YOUR GOAL:
Look through the records, and whenever a line includes the word "position", copy it.

(MATERIAL FOR THIS EXERCISE begins)

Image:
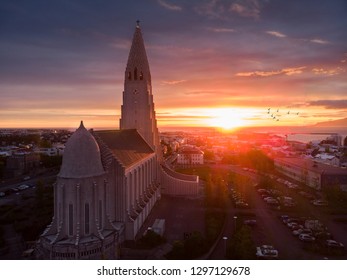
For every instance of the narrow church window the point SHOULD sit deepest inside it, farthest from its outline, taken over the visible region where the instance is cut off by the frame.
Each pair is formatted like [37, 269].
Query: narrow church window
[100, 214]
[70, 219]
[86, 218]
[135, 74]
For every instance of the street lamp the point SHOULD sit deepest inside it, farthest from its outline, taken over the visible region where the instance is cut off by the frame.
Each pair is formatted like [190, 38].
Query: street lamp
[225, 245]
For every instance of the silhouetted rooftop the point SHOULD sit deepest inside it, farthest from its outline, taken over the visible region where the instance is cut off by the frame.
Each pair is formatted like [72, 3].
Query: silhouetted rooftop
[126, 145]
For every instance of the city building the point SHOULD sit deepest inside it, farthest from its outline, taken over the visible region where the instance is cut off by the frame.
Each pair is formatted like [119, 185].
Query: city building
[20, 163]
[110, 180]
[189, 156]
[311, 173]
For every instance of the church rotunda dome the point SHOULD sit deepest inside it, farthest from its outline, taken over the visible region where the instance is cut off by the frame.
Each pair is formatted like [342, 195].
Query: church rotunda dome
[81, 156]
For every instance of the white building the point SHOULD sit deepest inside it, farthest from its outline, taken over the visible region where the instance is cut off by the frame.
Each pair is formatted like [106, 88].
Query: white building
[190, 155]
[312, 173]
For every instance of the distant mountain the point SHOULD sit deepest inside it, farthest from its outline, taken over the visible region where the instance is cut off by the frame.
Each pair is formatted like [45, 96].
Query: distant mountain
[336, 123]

(MATERIAL FOR THIS EXERCISE ends)
(MATERIAL FOR THIS EXERCISE begins)

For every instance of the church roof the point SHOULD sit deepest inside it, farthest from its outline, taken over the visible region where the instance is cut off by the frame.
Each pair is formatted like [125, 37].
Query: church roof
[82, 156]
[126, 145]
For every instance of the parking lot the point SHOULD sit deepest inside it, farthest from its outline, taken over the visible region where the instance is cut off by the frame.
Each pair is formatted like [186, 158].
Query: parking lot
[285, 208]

(MATERIAL FOR THIS EXERCISE ends)
(MATERIAL FOR THIS EXERCISE begins)

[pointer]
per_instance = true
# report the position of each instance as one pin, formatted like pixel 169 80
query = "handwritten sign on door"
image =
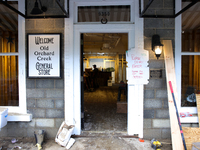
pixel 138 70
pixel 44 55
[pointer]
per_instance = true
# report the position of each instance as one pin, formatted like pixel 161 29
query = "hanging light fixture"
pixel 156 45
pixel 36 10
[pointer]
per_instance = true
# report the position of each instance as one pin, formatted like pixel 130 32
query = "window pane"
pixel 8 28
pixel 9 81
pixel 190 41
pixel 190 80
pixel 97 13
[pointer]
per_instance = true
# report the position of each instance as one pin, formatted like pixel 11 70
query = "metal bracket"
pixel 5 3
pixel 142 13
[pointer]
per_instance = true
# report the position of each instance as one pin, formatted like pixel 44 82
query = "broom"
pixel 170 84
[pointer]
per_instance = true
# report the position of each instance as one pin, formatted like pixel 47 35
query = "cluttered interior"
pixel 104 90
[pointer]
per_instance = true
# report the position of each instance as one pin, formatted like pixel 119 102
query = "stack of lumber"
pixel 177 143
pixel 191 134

(MATERIAL FOR THIS EXERCISE ends)

RESPONSE TO THIS TASK:
# report the position of each instance as one pin, formatted like pixel 169 80
# report the position of each instance as one pin, formatted like pixel 161 29
# report the position of each instance as one pin, formatted like pixel 130 32
# report the position of each instance as one pin, formatted like pixel 11 70
# report the position of each instance as one pin, formatted like pixel 44 82
# report the position of each instance as one pin, formatted like pixel 47 35
# report the position of each instance as one pin, formatted like pixel 119 102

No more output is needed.